__HOW TO COMPLETE THIS TASK__.
Please extend the essay responding to A Perfect Day for Bananafish, starting after its final sentence.

__EXTRACT PROVIDED__.
********************

Summative Responses


We Are Bananafish

Author's note: This is a short response to A Perfect Day for Bananafish, focusing on the idea that you can't redo anything in life. Being my first piece of the year, I struggled with this piece in the beginning because I had difficulty grasping a single thesis to begin with, but after a talk with Mr. Johnson, I got focused on a single idea. My main goal in this piece is that it is clear and does not stray from the thesis.

We can't undo anything, stuck with our past behind us, some people think. It's our story, the path that we chose to follow and continues to guide us. However, if we truly examine the metaphor, we don't actually have a story. Rather, we are the story. Every decision we make builds up to who we are and will be.

********************

__DATA EXCERPTS__.
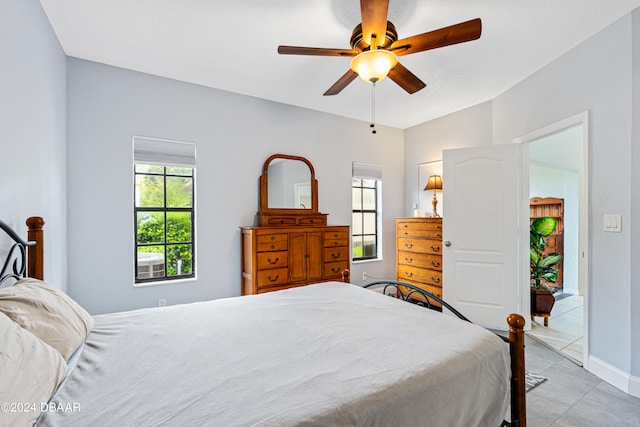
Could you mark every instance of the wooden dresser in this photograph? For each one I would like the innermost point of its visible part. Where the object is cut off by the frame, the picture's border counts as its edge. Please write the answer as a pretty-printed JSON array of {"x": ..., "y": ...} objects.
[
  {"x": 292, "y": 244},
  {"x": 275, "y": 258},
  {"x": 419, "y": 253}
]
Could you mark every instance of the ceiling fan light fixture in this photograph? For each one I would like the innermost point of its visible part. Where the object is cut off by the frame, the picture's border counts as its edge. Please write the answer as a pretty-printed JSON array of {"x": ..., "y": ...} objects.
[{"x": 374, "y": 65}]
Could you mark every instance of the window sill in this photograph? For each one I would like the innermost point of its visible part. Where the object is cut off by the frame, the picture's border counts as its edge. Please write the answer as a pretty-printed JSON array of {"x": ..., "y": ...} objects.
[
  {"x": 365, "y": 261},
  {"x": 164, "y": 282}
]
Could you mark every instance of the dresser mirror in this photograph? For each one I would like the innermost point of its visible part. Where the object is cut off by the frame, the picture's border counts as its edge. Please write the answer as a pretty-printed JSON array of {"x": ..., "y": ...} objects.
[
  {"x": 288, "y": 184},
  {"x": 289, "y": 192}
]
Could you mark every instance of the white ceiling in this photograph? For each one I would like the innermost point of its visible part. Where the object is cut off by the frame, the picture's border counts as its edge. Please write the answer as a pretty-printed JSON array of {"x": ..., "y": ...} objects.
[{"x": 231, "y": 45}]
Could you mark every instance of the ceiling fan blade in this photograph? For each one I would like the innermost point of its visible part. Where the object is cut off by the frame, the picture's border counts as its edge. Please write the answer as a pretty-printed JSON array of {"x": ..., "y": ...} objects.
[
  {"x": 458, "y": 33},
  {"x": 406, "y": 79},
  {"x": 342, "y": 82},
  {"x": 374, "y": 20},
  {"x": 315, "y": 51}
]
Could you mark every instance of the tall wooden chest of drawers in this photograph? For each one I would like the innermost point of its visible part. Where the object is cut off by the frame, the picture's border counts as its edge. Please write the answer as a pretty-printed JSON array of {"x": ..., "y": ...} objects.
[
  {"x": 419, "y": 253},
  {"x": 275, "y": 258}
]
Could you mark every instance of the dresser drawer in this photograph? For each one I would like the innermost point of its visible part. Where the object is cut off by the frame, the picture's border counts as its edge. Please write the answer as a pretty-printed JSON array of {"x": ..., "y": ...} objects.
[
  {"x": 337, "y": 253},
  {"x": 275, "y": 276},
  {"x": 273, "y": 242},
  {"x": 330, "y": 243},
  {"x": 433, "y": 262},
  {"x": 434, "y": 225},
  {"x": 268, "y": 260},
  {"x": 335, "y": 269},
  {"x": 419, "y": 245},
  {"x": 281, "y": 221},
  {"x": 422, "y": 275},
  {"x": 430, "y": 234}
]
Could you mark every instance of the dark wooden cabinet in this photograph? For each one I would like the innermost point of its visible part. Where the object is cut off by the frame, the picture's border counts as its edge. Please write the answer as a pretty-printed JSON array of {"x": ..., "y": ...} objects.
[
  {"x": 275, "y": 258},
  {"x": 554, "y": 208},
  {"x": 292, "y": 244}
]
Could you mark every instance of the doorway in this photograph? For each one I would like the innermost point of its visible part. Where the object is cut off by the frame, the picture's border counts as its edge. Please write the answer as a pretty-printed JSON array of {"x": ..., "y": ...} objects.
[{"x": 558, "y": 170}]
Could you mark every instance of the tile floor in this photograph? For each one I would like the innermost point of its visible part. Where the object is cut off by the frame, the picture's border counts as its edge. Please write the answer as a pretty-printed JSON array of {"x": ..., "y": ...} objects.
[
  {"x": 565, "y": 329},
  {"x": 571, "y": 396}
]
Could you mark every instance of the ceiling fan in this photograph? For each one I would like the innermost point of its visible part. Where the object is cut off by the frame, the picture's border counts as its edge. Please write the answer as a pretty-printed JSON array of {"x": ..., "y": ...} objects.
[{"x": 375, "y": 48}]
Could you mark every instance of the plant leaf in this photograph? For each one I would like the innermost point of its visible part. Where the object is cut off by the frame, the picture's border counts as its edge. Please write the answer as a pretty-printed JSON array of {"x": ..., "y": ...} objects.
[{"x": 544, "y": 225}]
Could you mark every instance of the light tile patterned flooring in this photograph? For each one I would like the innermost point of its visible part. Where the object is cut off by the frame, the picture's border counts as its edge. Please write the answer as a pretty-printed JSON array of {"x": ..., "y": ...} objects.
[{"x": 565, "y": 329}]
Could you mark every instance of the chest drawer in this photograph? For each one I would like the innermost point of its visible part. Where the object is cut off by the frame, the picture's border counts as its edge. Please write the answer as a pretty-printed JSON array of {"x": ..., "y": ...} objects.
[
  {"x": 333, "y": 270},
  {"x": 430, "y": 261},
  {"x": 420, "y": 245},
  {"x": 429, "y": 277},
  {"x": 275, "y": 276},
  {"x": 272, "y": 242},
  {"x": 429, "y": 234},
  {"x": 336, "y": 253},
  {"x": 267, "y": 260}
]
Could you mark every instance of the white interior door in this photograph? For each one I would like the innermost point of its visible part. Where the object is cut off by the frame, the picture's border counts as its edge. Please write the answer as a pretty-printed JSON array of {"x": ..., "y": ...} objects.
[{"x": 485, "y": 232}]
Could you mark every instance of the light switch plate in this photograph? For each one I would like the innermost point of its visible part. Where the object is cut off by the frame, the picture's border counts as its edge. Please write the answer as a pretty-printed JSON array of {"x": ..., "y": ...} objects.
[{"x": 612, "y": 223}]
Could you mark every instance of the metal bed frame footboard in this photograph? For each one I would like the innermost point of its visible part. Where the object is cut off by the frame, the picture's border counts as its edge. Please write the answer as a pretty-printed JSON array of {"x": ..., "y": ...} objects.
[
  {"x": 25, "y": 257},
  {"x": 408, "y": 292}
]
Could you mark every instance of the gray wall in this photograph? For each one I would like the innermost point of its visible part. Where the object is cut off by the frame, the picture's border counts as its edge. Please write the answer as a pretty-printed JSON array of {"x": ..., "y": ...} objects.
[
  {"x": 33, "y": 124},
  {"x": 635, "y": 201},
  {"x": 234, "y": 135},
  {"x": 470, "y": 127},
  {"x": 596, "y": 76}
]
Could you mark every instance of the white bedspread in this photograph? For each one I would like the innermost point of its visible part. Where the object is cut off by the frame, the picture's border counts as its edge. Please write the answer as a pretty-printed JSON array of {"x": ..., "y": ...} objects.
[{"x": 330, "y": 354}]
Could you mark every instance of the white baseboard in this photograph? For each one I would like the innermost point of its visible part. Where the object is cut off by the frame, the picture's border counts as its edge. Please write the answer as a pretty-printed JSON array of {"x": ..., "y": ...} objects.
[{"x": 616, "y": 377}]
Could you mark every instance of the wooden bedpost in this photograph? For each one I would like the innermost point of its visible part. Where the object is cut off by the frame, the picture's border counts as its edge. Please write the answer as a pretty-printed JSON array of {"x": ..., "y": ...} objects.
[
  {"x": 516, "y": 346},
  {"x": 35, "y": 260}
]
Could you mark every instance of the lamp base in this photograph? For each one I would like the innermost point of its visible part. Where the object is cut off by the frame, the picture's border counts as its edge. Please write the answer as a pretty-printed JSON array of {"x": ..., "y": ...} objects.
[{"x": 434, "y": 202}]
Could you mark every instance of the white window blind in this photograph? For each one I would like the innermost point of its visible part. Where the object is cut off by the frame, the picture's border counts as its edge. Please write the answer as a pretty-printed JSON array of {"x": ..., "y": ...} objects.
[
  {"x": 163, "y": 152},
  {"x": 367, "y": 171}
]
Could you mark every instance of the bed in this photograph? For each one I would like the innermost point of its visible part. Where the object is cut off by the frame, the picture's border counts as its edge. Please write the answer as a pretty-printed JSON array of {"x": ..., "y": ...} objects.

********************

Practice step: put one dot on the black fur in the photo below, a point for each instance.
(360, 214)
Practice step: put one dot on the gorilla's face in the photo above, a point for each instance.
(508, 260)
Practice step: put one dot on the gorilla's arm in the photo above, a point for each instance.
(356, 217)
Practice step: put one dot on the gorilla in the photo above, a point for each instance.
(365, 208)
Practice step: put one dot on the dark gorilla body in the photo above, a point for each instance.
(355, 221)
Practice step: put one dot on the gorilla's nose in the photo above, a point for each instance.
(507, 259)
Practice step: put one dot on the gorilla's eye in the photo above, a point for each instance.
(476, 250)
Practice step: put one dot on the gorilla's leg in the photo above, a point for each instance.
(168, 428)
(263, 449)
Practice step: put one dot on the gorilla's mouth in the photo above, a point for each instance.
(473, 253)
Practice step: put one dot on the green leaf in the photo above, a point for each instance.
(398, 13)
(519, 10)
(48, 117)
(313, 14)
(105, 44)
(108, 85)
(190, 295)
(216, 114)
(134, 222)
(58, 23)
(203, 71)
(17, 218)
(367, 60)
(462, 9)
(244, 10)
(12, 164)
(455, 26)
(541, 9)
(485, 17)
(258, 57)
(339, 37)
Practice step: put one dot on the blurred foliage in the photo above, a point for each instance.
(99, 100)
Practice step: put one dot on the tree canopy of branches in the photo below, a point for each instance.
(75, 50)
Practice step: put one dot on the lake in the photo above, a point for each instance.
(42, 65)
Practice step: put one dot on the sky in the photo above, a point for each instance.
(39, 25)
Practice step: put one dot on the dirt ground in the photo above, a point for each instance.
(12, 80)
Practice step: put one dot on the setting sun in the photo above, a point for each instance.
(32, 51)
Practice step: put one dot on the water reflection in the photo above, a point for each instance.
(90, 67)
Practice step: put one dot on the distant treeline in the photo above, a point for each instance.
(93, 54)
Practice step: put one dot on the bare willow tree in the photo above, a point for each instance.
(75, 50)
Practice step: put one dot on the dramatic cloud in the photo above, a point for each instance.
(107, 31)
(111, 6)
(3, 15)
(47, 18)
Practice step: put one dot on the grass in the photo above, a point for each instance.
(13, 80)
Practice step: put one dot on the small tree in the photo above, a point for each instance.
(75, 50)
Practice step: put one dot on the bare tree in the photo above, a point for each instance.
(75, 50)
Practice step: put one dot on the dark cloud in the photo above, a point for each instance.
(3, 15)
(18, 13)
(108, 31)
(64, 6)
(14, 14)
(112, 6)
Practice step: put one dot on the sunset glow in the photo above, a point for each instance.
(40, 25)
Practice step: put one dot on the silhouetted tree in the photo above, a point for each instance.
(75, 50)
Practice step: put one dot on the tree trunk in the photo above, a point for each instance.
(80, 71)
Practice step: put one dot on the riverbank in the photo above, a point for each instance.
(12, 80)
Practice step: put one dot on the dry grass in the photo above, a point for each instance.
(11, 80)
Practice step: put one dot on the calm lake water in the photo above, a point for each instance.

********************

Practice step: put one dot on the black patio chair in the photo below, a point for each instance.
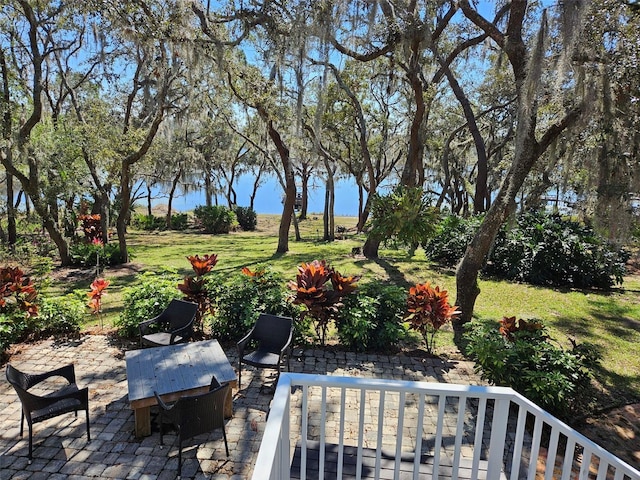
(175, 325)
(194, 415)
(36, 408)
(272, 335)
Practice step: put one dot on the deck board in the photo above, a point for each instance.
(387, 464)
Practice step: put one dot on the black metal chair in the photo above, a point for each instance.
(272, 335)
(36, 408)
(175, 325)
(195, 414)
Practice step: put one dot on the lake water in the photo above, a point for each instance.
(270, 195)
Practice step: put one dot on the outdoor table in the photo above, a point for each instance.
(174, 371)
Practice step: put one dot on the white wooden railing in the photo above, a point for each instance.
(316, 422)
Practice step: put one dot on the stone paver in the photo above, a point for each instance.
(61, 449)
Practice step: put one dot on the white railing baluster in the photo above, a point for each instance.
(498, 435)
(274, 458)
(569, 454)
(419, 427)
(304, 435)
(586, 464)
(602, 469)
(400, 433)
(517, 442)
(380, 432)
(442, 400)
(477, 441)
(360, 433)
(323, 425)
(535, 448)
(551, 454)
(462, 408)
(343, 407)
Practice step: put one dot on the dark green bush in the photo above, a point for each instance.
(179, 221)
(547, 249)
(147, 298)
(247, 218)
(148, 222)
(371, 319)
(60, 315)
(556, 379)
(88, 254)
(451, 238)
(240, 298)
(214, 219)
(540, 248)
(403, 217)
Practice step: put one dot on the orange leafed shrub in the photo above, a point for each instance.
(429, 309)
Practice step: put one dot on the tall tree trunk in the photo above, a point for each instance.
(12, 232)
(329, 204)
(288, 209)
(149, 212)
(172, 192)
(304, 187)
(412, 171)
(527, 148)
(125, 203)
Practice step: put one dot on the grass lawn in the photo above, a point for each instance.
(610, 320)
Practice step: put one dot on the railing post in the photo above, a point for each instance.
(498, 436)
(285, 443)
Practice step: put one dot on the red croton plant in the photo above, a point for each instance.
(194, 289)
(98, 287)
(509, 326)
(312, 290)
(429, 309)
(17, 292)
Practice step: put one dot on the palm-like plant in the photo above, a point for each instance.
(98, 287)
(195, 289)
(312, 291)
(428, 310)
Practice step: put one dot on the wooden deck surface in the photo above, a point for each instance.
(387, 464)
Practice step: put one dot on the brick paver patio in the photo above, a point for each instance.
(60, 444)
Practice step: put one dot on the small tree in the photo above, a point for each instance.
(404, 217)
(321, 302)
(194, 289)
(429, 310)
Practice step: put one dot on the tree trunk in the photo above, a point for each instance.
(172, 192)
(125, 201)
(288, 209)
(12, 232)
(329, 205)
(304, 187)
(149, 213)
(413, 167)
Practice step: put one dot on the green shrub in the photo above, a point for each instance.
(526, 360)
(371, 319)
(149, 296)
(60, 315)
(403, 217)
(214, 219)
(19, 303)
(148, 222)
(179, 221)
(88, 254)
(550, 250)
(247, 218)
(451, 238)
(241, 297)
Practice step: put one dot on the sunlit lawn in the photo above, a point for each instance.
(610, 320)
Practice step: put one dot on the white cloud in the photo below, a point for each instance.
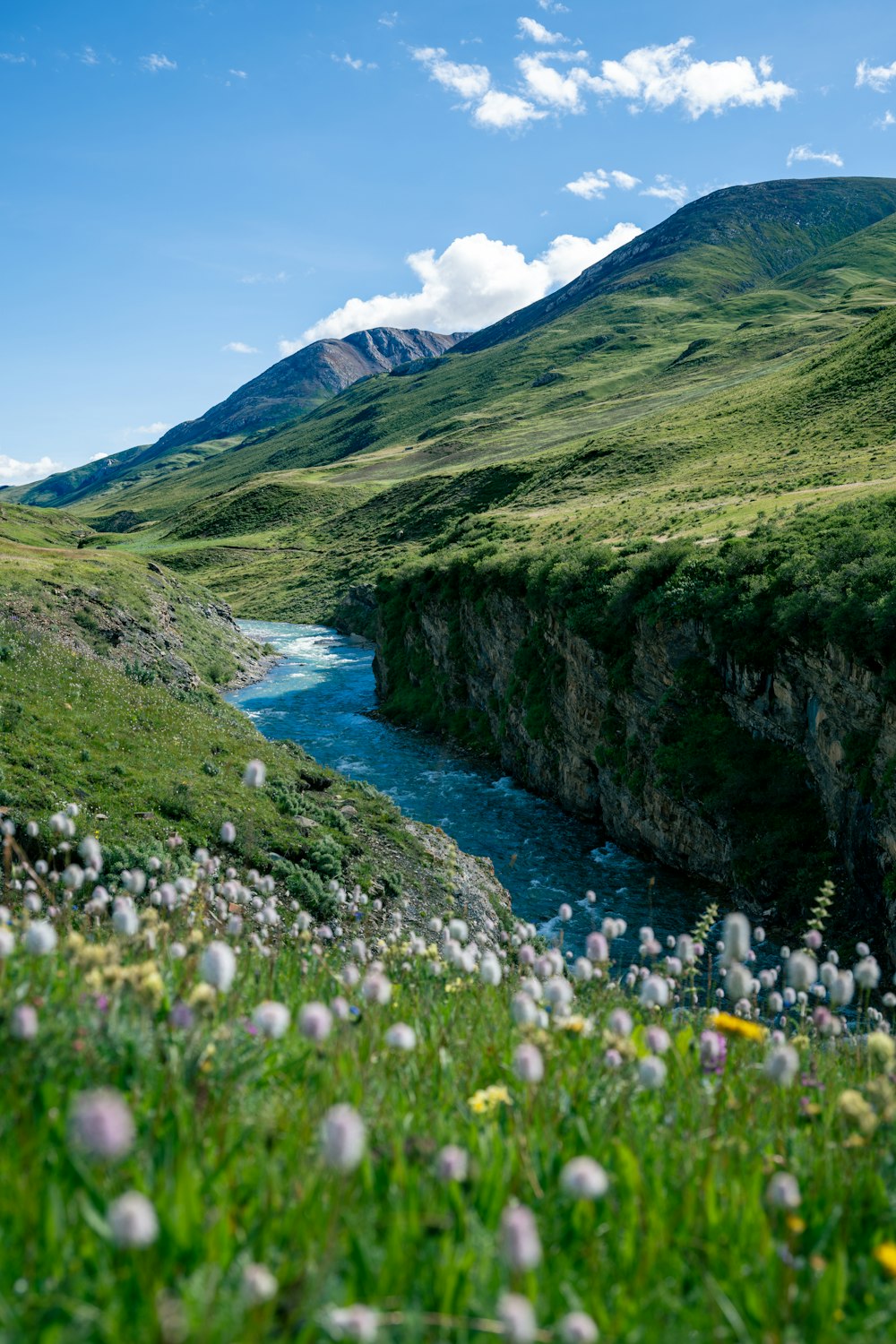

********************

__RESPONSE BELOW__.
The decisions we make everyday build who we are. We can’t always help the circumstances, but it is often little choices we’ve made that put us where we are now. For our first breath of life, things were perfect. As soon as things start going wrong, though, we can never return there, no matter how hard we try. In Genesis, God created a perfect world with perfect life. He created humans. We were made in His image, but we can never be as perfect as Him, which is why soon after humankind was created, things for us started going wrong. One little decision; to eat the fruit. It’s the one little decision that determined our fate. We humans would be sinful creatures because that one little decision is and always will be a part of us, and what made us. Though we may wish, it can’t be undone.

This is what Seymore seems to realize at the end of the story: that there’s no going back. What he said about the bananafish is true. Everything about them is truth for us people. We are very normal on the outside, but in everyone, there is a pig -- a sinful, greedy pig. We intake sin as if it were food, and along with the sin comes guilt. As humans, we can only take so much. When Seymore tells Sybil about the bananafish eventually consuming so many bananas, they can’t get out of the hole they are in, she wonders what happens to them. Seymore truthfully tells her they go mad from banana fever and simply die.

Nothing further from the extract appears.